Each entry must be reproduced precisely as it stands.

-- Given records start --

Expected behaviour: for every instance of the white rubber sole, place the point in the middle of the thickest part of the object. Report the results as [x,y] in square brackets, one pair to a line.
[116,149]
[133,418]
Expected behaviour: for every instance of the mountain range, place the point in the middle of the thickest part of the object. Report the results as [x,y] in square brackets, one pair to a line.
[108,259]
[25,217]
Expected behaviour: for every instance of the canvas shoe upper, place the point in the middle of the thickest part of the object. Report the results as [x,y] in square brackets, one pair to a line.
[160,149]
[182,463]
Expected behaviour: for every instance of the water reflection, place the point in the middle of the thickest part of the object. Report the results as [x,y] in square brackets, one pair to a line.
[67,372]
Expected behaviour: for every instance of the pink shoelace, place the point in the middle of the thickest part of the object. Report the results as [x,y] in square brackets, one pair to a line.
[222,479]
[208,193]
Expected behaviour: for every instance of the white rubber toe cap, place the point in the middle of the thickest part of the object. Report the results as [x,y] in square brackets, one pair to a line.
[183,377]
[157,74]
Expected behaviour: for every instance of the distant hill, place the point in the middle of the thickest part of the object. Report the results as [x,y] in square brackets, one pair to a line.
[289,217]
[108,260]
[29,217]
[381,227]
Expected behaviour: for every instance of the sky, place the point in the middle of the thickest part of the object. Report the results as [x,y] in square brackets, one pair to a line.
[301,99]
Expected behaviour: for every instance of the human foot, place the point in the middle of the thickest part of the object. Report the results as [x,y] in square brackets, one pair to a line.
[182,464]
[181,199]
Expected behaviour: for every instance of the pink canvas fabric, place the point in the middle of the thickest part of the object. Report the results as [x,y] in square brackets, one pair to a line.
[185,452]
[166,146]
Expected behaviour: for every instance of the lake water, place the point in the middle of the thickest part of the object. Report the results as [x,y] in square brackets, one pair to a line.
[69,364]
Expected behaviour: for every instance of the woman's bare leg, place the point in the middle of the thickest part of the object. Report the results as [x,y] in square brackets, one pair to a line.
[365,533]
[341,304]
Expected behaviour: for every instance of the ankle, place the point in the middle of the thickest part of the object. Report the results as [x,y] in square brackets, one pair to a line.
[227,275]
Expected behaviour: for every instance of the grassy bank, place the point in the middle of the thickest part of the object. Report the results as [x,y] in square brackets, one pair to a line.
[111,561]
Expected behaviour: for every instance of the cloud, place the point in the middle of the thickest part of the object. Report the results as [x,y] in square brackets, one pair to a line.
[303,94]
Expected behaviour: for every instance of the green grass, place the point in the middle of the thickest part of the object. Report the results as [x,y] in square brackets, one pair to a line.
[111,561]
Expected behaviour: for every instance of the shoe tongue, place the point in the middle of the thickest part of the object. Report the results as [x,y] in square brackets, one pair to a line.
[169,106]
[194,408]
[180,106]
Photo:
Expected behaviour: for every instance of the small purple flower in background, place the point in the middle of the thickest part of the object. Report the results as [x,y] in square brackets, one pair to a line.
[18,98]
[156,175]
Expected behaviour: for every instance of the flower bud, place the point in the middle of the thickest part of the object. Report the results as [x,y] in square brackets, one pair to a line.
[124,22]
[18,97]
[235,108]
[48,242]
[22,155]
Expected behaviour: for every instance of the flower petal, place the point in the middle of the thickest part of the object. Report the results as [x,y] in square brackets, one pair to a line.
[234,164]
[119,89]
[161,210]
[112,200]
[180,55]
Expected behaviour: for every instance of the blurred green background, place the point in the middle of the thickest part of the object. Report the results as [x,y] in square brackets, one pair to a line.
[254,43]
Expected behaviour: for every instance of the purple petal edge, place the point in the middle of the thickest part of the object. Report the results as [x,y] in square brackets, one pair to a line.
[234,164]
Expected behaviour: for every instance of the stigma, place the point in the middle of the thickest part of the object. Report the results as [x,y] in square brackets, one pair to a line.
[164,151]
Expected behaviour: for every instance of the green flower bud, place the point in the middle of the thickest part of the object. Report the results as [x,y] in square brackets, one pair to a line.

-- Given records end --

-- Task solution --
Expected behaviour: for every instance of the white rubber sole, place the point in the middle of the thickest part of the object. Report the results as [x,y] in square brackets, one pair to a line.
[116,149]
[133,418]
Expected behaviour: for every instance of the mountain range, place the point in the middle of the thickest part of the object. Report the results as [x,y] in square brackets, one pair to a line.
[108,259]
[25,217]
Expected behaviour: for every instance of the canvas shoe upper, place the point in the middle of the thickest part of the object. Report the results as [x,y] in square brackets, one pair to a line.
[160,149]
[182,463]
Expected behaviour: for every instance of the water reflection, place the point in the middle of the thickest part of the object. Report the results as [x,y] in square brackets, one pair to a line.
[67,372]
Expected behaviour: for every instance of the pink shoelace, place the point in the middle of the thickest part of the object. Report the results as [x,y] in square brackets, one pair to a line.
[222,479]
[208,193]
Expected behaviour: for every instance of the white rubber toe cap, place the point in the middle of the thickest part of the object. Report the results as [x,y] in square brackets, one pair to a line.
[183,377]
[157,74]
Expected behaviour: for every instance of the distant hill, place the point in the middle of the thickest part of the object. Report the results as [x,y] in square brackets, one pair to a line.
[289,217]
[108,260]
[29,217]
[381,227]
Expected behaviour: for every instance of the sky, place the point in the middle of the thickest part of the object. Report the results as [x,y] in square brackets, one pair to a line.
[301,99]
Expected behaviour: for every instance of the human foot, place the point in the middle of the thickest part of the object. Report the results as [x,y] in square brackets, one pair to a line.
[182,464]
[181,199]
Expected behaviour: for every instance of the pink canvas fabric, place the point in the middle of the thickest part of the object. Report the results as [x,y] in square brackets, one pair to a line.
[185,452]
[166,146]
Expected behaviour: for every instance of the lake water, place the point in the middle of the thickest part of the object. Report the results as [x,y] in square brackets, one pair to a line.
[69,364]
Expected behaviour: for every instance of the woman's bare leg, place the point in the middle of the thickest part of the object. Report the results as [x,y] in square brackets, one pair to a line.
[365,533]
[341,304]
Expected behaviour: for every instance of the ankle, place the point in the middle of the thickest part of the object. Report the results as [x,y] in square brackets, one pair to a line.
[227,275]
Expected behaviour: for every instance of the grassy bank, place the point in the middle of the thickest part of the object. Report the results as [x,y] in square brackets, one pair to a line.
[111,561]
Expected behaviour: for every instance of the cloud, place the point in the middle of the thickest part of the object. Report the results as [x,y] in square brackets, one pair to a line.
[303,94]
Expected behaviour: for every instance of the green grass, place the point in the middle of the thickest part of the object. Report the results as [x,y] in square brackets, one pair to a line.
[111,561]
Expected behaviour: for every instance of the shoe tongue, place the point in the middle of the thickest part of the object. Report the results as [x,y] in square brackets, one pair to a line.
[169,106]
[194,408]
[180,106]
Photo:
Expected behaviour: for every instance of the small purple flower in background, place the point in the middle of the thickest part of the object. Report the results as [x,y] in square brackets, one pair to a line.
[18,98]
[156,175]
Expected behaviour: for every instance of the flower bud, place the point in the middle of the thickest part of the object. Report the results as [x,y] in square brackets, one pair to a line.
[124,22]
[18,97]
[235,108]
[48,242]
[22,155]
Expected behaviour: for every instance of the flower petal, place the point in the middle of the thickest part of the object. Report the results as [x,y] in square brackets, one pair to a line.
[234,164]
[119,89]
[161,210]
[112,200]
[180,55]
Expected behaviour: for every instance of the blurred green background, place the point in the middle of the thickest part of the object. Report the results as [x,y] in square brackets, one pair to a line.
[254,43]
Expected behaviour: for every instance of the purple petal edge, place the point in the middle of the thickest part of the object. Report the results as [x,y] in square brackets, one pair to a line.
[234,164]
Expected behaviour: for every instance of the stigma, place the point in the middle of the thickest part of the object. Report the results as [x,y] in square brackets, one pair to a line.
[164,151]
Expected behaviour: for every instance of the green flower bud, place the point in the middle of the thickest part of the object. Report the results as [x,y] in square brackets, one pair to a line.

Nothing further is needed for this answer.